• [EXERCISE DETAILS] All that is wanted is an exact copy of the lines below, starting at the one that contains "Query: person in blue jacket" and running to the end.

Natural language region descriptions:
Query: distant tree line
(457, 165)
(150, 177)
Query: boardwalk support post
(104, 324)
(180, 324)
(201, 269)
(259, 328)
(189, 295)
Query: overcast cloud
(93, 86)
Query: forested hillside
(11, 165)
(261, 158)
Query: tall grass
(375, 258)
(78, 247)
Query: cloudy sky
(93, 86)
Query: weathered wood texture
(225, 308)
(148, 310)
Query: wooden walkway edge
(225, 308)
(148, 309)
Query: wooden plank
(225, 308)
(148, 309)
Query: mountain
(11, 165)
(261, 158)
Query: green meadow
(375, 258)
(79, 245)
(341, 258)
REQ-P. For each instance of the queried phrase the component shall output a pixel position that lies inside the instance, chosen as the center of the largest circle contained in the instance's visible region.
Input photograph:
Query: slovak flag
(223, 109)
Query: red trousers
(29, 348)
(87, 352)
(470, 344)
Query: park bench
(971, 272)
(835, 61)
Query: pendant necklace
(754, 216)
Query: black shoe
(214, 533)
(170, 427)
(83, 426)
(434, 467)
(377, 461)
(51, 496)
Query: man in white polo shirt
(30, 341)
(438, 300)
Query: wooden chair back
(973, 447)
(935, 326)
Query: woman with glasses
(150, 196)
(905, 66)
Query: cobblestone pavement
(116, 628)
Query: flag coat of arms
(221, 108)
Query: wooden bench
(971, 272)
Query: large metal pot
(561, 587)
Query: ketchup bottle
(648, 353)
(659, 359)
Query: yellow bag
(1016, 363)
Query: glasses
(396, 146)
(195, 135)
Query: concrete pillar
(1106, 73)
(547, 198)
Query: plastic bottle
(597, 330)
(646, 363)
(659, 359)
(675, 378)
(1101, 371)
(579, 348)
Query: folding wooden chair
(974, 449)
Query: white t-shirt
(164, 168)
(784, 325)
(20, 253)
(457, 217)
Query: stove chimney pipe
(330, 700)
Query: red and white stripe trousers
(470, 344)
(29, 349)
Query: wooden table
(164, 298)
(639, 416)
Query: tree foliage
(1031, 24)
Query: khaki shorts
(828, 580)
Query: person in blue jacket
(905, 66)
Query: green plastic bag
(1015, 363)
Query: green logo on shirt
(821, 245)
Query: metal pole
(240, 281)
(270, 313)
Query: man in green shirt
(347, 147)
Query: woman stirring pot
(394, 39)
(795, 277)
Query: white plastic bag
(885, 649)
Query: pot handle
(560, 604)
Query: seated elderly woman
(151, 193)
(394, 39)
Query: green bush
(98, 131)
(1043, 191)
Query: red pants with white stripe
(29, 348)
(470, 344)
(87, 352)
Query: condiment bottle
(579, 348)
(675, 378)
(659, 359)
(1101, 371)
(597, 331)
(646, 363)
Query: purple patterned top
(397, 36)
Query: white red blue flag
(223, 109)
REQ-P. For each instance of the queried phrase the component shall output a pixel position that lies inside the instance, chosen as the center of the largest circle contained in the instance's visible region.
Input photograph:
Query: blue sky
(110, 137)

• [EXPECTED ANSWER]
Query: person in blue jacket
(905, 66)
Query: green plastic bag
(1015, 363)
Query: green logo on shirt
(821, 245)
Query: metal pole
(240, 281)
(270, 313)
Query: man in green shirt
(347, 147)
Query: woman stirring pot
(394, 39)
(795, 277)
Query: white plastic bag
(885, 649)
Query: pot handle
(560, 604)
Query: seated elderly woman
(151, 193)
(394, 39)
Query: green bush
(98, 131)
(1043, 191)
Query: red pants with white stripe
(29, 348)
(470, 344)
(87, 352)
Query: condiment bottle
(579, 348)
(675, 378)
(659, 359)
(1101, 371)
(597, 331)
(646, 363)
Query: purple patterned top
(397, 36)
Query: white red blue flag
(223, 109)
REQ-P. For each instance of the queried phrase the component shall output a pixel position that lies inside the instance, chosen as the center of the largest circle contained in the instance's visible region.
Input photograph:
Query: blue sky
(110, 137)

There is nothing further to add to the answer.